__Problem to solve__.
Here are some entries; quote each one exactly.

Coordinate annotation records
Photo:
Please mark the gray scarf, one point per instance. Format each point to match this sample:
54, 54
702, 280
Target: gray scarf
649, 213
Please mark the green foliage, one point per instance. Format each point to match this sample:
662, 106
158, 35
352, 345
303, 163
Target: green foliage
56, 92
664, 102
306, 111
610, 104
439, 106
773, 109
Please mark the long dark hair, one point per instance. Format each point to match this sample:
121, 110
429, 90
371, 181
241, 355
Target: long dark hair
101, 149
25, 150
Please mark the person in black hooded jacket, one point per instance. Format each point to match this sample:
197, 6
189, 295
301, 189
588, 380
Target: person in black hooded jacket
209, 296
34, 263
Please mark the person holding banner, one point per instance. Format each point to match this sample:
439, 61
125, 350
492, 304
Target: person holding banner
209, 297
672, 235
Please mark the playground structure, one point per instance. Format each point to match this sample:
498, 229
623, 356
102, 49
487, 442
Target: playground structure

__Exercise result__.
Photo:
Please mark the gray scarf, one point per instance. Format each point to match this sample:
54, 54
702, 280
Target: gray scarf
649, 213
Please mark the green foliage, one point per instance. Format each point to match this sample:
662, 106
158, 35
352, 345
303, 163
Target: green foliage
56, 92
664, 102
306, 111
610, 104
439, 106
773, 109
Please mark the long dark hair, one point per instance. Format each point to match this sample:
121, 110
429, 90
371, 181
241, 355
Target: long dark hair
101, 149
25, 150
Please mark the person in black hooded jacket, one point per instance. Format each point to match this sample:
197, 6
189, 295
301, 189
588, 380
Target: person in black hooded jacket
209, 296
34, 263
Please mark the person holding banner, one point per instance. Format each point to match this sample:
439, 61
125, 350
492, 304
Target: person holding banner
209, 297
672, 235
Please mark the playground structure, one point per instance. Format each point to match this sample:
498, 229
623, 356
102, 49
487, 442
Target: playground structure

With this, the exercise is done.